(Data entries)

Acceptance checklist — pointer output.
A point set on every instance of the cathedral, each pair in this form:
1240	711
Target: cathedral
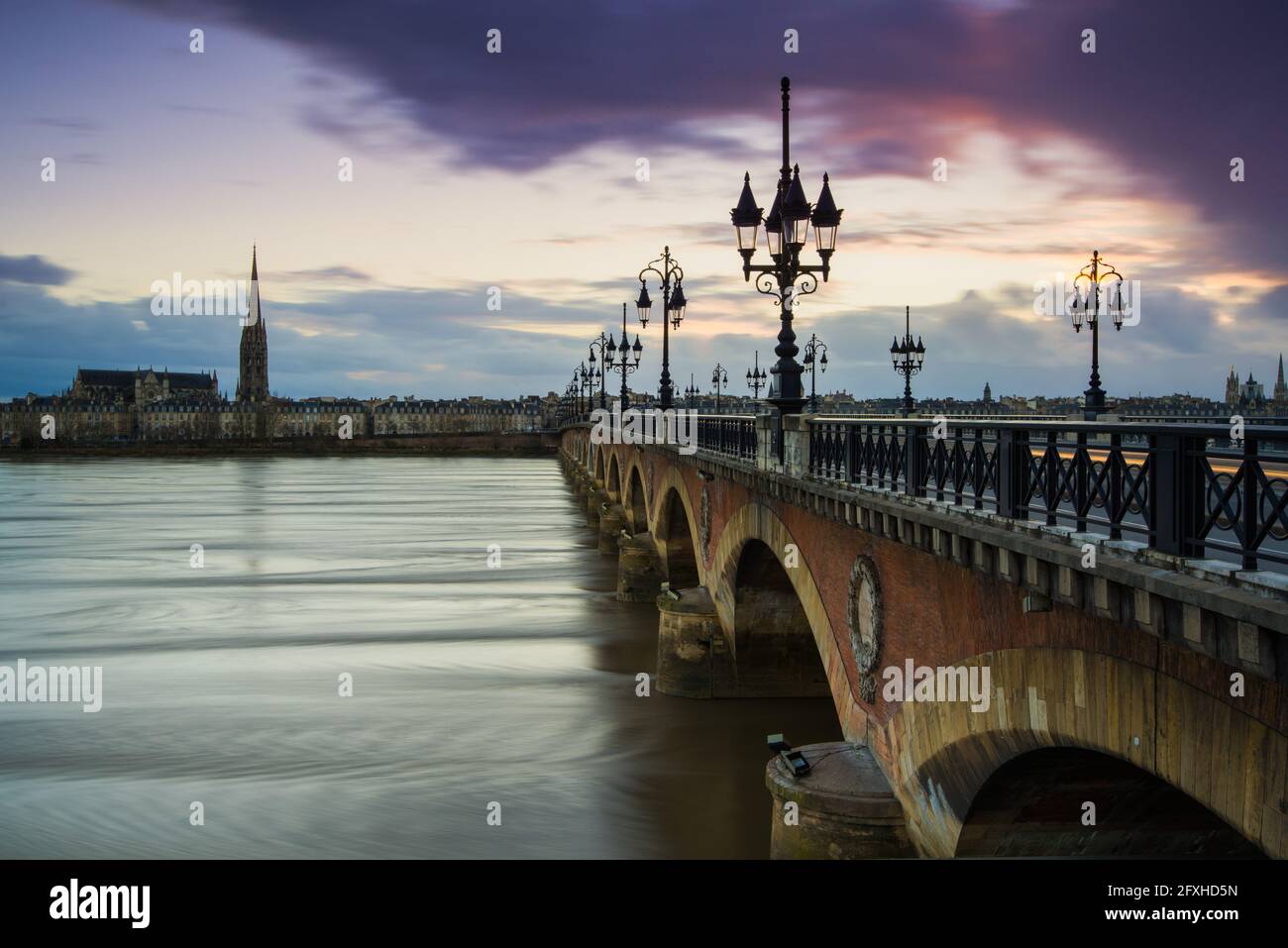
1252	393
253	377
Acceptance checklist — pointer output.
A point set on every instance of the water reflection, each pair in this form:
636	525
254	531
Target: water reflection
471	685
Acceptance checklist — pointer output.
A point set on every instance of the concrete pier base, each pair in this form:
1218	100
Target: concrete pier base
610	523
593	500
692	655
639	570
844	807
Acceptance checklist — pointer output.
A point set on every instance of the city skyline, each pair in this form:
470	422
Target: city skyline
381	285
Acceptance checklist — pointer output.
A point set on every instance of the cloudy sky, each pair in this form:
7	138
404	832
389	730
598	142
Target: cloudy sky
519	170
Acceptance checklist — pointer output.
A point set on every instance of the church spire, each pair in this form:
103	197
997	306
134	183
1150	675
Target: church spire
253	381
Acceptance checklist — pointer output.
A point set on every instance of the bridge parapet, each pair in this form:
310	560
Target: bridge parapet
1115	519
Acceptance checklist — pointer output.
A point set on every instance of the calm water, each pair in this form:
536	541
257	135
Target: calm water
471	685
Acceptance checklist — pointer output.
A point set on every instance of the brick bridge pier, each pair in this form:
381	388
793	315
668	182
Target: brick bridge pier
1096	607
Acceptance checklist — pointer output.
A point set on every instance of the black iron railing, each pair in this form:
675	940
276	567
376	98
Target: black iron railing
1171	485
732	436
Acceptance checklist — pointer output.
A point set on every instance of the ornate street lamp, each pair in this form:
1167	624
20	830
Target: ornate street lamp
756	378
786	278
673	313
596	366
907	359
719	377
1086	309
625	365
815	357
587	385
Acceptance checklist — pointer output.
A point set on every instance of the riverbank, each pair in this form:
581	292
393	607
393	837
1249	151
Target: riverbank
506	443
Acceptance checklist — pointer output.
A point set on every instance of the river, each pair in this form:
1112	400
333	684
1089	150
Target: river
471	685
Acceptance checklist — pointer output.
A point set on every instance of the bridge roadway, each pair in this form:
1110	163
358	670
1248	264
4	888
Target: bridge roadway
1091	617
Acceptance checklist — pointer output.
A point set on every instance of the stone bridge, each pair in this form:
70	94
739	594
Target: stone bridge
1098	587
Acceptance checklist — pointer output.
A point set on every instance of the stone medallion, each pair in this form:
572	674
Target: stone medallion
866	617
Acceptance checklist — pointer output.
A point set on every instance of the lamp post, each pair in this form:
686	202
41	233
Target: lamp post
815	357
588	386
756	378
1086	308
719	377
596	368
907	359
673	313
786	278
692	393
623	365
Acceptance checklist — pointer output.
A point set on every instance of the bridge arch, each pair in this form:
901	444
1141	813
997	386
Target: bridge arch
1067	801
756	523
614	478
943	754
635	497
678	544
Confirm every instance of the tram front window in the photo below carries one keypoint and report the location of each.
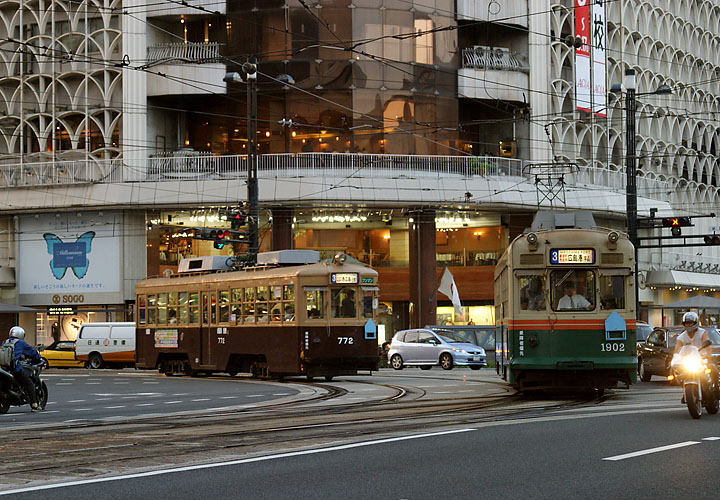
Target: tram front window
(573, 290)
(532, 292)
(612, 292)
(343, 303)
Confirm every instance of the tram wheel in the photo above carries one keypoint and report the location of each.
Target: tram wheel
(396, 362)
(446, 361)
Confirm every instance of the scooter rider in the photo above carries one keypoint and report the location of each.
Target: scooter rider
(694, 335)
(22, 351)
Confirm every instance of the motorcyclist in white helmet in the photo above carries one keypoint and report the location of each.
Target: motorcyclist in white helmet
(694, 335)
(21, 351)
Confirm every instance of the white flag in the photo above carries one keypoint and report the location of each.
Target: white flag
(447, 287)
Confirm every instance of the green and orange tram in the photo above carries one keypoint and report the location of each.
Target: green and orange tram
(280, 318)
(565, 306)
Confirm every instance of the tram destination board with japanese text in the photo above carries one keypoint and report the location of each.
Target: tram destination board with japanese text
(572, 256)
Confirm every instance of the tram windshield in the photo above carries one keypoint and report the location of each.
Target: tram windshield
(612, 292)
(572, 290)
(532, 292)
(343, 303)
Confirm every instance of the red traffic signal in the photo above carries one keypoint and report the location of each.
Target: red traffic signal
(676, 222)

# Given request
Please copy out the lines from the one containing "Confirm every instance of the tram windshield" through the last line, both included, changing "keypoint" to "marker" and leaving everything else the same.

# Full response
Confirm every instance of the tram windshield in the photo above carries one marker and report the location of each.
Target: tram windshield
(612, 292)
(572, 290)
(532, 292)
(343, 303)
Confirm every instance of the red traffic signal in the photo above carries one marker and report the location of each.
Target: red traffic signal
(676, 222)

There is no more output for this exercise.